--- Stated task ---
Starting at the line with "the green climbing" and continuing through the end of the records, both ends included, write out every line again, requests included, and scale each coordinate in the answers by 2.05, rounding to whole numbers with halves rounded up. Return only those lines.

(Position identification records)
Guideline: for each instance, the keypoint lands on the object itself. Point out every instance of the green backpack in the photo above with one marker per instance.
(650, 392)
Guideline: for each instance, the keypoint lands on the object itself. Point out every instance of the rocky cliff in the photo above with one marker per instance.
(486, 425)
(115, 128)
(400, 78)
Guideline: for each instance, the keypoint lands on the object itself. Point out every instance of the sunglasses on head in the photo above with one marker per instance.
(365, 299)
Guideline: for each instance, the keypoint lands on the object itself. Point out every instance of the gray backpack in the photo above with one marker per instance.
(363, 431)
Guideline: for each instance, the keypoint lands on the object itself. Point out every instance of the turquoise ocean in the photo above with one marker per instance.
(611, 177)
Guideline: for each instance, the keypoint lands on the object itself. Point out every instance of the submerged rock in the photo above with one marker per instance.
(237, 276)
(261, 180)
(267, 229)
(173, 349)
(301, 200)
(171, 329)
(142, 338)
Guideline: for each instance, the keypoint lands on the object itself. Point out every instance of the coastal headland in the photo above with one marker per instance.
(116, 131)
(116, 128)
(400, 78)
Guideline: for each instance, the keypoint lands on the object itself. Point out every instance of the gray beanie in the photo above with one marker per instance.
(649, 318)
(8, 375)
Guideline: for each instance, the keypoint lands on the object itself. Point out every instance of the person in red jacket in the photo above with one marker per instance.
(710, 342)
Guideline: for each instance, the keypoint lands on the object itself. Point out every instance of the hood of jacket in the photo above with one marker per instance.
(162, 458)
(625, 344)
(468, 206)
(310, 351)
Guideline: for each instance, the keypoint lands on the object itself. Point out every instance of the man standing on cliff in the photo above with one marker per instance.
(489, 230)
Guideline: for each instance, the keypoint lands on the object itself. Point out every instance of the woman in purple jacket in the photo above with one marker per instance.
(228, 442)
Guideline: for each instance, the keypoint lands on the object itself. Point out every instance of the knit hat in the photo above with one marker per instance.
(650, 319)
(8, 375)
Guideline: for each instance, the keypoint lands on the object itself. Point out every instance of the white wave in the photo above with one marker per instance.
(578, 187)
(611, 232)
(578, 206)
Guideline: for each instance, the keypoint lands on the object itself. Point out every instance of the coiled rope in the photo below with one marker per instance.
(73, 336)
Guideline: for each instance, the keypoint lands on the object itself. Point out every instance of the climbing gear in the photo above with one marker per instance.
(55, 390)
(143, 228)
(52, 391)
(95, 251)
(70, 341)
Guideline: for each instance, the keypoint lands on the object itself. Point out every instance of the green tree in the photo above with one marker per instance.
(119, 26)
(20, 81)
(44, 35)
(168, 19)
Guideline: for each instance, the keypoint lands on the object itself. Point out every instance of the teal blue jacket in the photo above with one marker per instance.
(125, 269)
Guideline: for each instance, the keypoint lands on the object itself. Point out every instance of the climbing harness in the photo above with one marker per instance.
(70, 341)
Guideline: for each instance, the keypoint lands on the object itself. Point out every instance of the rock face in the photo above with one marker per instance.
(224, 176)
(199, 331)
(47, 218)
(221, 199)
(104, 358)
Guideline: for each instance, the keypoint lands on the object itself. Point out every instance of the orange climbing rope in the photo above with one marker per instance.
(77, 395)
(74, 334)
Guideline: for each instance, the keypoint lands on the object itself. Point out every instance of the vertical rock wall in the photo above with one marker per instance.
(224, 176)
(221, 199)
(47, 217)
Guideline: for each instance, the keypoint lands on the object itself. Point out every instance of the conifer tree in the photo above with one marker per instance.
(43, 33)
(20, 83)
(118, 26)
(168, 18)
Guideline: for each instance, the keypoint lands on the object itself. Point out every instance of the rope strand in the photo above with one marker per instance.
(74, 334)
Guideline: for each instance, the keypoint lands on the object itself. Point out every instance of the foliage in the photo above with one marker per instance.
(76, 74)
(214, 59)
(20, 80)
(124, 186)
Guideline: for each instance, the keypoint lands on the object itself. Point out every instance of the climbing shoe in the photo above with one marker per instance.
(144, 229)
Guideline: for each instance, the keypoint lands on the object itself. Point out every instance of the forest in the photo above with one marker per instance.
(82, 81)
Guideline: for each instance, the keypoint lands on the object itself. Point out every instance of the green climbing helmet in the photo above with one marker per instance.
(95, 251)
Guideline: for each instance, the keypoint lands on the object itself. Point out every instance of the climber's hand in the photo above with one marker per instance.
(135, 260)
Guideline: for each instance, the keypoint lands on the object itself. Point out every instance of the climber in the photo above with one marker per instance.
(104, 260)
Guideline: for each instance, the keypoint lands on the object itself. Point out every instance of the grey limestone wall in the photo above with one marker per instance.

--- Exercise solution ---
Guideline: for each instance, the keypoint lands on the object itself. Point out every instance of the green climbing helmet in the photo above with one marker per instance.
(195, 515)
Guideline: for each instance, the keypoint lands on the object itself. Point out every instance of the climber's hand in the photo above with one marker per instance.
(277, 533)
Guideline: for each instance, the keypoint lands on the object itself. Point out every instance of the climber in the photo above with one marker per instance.
(213, 533)
Guideline: for each instance, the keypoint lands on the object itself. Point out every instance of the grey limestone wall in the photo above with one marker per instance.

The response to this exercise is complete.